─── Data supplied ───

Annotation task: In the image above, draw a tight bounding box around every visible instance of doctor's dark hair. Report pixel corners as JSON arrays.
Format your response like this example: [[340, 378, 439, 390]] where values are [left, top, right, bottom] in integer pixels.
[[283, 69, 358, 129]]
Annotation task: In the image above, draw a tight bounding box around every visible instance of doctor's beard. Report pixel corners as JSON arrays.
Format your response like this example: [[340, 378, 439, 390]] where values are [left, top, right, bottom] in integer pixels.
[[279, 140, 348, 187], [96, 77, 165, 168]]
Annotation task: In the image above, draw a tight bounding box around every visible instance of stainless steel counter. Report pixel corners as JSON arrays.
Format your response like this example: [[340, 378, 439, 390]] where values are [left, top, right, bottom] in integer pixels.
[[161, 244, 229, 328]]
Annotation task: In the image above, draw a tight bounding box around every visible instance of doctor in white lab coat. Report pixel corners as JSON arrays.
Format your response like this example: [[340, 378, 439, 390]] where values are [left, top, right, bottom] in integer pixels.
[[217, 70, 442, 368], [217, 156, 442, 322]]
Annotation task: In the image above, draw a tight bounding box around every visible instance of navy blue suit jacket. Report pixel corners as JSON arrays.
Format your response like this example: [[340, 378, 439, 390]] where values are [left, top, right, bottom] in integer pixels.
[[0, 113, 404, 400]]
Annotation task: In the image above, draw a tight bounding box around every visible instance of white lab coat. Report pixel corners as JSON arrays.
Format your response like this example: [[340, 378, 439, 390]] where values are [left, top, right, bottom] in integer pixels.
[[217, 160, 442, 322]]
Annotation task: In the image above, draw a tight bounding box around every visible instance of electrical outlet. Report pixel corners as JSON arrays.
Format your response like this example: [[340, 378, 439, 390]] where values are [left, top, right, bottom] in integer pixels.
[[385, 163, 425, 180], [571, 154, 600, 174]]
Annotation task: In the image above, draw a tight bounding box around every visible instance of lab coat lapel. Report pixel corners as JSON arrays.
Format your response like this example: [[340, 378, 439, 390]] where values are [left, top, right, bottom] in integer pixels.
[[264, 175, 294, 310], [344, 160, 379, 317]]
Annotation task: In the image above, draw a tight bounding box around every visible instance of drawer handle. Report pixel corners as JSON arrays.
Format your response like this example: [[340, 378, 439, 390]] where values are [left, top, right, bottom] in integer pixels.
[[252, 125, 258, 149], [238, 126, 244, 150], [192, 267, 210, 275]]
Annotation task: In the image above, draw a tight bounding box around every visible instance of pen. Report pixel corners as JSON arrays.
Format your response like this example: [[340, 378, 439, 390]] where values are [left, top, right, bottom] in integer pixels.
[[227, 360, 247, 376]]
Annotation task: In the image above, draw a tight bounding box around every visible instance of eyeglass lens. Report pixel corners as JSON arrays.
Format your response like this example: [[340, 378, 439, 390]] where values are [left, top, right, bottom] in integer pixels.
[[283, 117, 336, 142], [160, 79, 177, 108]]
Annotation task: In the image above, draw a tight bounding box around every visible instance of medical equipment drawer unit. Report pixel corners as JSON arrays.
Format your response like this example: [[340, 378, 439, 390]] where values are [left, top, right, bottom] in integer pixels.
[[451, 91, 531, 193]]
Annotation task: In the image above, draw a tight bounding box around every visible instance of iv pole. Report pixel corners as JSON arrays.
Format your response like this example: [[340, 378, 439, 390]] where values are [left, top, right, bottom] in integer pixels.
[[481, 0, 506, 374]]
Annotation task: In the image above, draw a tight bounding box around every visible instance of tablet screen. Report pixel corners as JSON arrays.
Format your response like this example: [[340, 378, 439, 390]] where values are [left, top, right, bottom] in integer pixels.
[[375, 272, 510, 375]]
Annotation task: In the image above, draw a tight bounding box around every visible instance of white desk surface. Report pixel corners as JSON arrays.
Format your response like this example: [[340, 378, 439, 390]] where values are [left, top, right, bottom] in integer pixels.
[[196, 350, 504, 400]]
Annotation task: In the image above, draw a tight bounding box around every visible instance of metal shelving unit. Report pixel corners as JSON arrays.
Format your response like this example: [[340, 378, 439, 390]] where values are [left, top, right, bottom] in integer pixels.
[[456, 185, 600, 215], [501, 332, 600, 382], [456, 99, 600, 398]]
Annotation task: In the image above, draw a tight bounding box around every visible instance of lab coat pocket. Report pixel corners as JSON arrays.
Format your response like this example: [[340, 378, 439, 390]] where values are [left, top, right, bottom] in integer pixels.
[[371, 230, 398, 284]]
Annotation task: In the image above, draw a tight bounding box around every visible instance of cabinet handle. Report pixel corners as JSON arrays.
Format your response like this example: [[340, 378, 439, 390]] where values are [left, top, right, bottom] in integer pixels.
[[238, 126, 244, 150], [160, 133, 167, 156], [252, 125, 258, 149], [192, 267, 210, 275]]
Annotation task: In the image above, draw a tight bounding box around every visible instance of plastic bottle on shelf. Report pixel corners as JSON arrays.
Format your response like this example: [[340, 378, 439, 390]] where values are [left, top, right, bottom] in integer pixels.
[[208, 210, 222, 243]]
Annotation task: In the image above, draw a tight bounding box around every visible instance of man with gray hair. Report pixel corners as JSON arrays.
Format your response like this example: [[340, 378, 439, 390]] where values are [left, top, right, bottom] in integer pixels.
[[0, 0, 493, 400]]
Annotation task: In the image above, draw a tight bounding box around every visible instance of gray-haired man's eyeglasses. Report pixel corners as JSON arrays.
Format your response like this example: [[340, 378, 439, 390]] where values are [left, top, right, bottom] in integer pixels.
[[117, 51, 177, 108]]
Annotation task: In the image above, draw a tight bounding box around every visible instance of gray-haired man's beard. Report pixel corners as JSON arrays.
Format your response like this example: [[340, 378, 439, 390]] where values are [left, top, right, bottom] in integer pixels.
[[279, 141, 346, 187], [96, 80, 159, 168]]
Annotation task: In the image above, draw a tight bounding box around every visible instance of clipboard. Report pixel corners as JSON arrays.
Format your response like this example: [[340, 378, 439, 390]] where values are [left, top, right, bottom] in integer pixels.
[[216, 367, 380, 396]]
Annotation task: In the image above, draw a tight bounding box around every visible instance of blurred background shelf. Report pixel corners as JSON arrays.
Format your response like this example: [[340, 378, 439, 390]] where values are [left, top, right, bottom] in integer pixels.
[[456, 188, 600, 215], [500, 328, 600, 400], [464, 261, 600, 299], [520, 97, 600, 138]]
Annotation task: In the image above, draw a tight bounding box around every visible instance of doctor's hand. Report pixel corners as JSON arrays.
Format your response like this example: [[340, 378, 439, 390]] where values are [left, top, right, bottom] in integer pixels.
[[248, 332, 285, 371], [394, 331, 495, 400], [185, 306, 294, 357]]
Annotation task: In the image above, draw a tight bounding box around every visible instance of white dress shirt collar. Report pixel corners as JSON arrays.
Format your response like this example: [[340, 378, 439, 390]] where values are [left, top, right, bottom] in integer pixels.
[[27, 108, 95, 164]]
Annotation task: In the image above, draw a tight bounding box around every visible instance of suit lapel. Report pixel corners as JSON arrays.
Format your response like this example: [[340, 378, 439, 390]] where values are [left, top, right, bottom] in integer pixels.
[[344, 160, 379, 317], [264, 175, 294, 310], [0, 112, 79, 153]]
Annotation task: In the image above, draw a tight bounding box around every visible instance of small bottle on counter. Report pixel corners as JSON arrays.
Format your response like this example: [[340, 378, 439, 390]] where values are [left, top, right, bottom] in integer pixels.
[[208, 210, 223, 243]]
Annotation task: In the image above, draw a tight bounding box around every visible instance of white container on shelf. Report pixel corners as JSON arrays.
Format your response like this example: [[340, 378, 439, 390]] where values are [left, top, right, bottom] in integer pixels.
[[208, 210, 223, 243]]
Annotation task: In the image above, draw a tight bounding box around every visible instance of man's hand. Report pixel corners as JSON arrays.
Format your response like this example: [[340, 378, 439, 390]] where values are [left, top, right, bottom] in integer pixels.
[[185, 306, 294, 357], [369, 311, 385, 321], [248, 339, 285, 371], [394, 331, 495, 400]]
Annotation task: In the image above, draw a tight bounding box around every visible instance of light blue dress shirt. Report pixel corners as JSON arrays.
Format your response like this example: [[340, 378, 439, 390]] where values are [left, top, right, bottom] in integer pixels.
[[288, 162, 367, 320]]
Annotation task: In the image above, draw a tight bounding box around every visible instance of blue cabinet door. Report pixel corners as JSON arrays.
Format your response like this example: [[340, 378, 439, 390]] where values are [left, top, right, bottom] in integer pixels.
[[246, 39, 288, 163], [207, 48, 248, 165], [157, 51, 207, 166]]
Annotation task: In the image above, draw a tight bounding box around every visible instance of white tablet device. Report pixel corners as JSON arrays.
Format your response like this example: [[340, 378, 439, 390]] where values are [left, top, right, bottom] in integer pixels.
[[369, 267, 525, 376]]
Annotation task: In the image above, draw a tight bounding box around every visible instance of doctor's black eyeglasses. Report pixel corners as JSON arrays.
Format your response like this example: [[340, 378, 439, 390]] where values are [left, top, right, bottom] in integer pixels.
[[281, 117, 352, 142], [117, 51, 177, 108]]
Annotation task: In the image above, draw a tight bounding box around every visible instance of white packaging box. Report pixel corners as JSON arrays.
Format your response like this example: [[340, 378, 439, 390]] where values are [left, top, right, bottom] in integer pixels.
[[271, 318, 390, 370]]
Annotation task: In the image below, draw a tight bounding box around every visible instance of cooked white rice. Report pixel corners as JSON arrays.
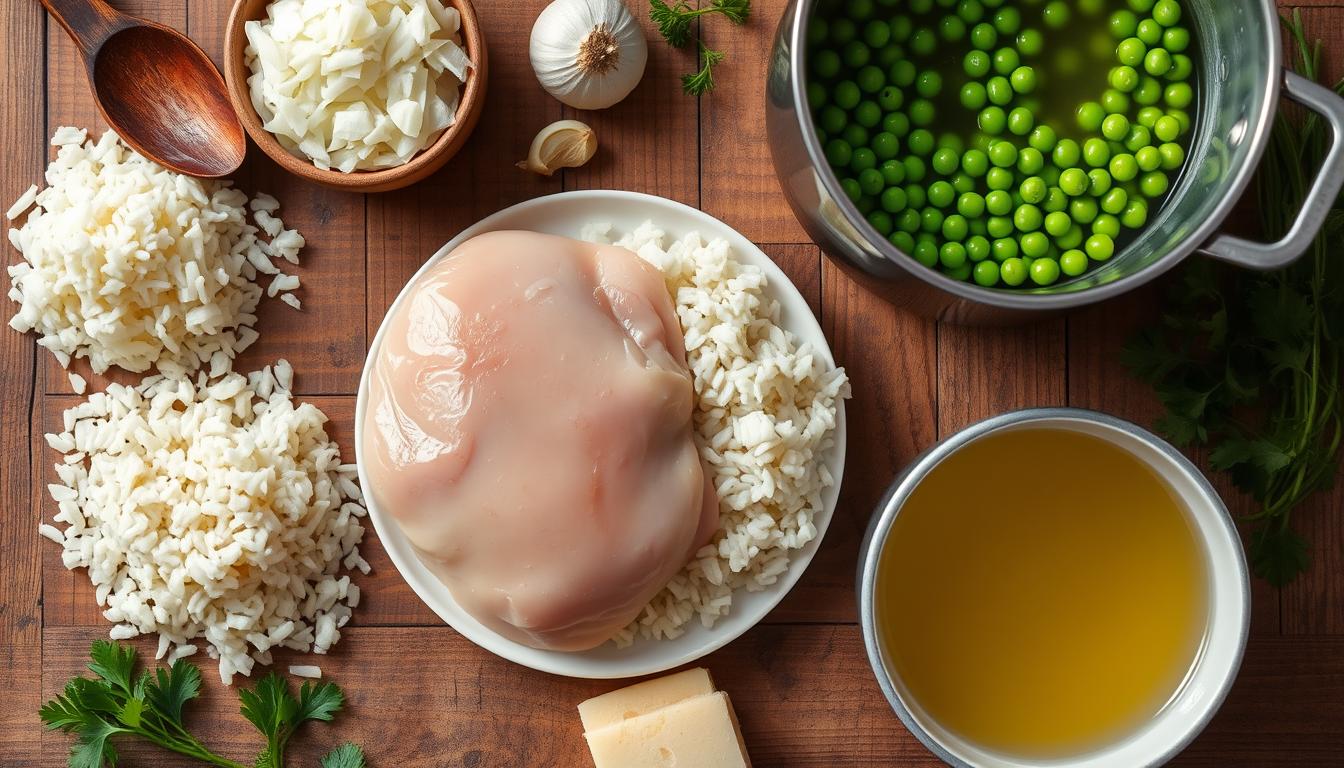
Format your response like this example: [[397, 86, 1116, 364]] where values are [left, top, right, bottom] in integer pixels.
[[38, 360, 368, 683], [7, 128, 304, 375], [583, 222, 849, 647]]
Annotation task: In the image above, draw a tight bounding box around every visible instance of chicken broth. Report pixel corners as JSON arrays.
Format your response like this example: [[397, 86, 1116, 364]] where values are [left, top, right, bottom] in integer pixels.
[[876, 429, 1211, 760]]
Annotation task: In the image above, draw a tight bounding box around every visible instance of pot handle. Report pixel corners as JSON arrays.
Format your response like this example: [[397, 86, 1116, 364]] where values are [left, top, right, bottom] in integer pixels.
[[1202, 70, 1344, 270]]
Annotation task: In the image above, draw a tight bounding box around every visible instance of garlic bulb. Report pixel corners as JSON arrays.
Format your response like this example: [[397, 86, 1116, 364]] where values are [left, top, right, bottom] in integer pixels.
[[530, 0, 649, 109], [517, 120, 597, 176]]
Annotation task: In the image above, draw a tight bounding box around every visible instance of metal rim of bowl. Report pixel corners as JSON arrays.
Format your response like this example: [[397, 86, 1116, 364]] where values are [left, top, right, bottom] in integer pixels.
[[856, 408, 1251, 768], [781, 0, 1284, 311]]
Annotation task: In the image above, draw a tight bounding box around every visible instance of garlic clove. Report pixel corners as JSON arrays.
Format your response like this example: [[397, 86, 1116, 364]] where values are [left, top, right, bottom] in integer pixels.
[[517, 120, 597, 176]]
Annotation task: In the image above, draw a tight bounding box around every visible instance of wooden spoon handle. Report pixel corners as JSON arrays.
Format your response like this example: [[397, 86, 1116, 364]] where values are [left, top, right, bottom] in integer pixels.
[[42, 0, 134, 59]]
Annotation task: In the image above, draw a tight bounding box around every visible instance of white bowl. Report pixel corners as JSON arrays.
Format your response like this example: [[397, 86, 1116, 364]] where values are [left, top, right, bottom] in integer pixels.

───

Directions => Rename "bounding box" to "rectangle" in the lines from the line with "shelving unit. Report pixel corners as JSON arrays." up to and including the line with "[[371, 230, 398, 284]]", and write out only those lines, with nothing else changed.

Task answer =>
Annotation task: In the image above, draw a tight rectangle around every visible instance of metal shelving unit. Report pixel corners as JSON arrays.
Format your response like this example: [[340, 378, 439, 390]] where values are [left, top, right, bottom] in integer pixels.
[[456, 185, 600, 215], [501, 332, 600, 382], [456, 99, 600, 398]]
Annotation task: In the image above, draw a tight rectangle around every visible instance of lab coat pocket. Report pixel corners as JSON arrays.
Format your response like this example: [[340, 378, 439, 390]] where values are [left, top, right, bottom] in integer pixels.
[[371, 230, 398, 284]]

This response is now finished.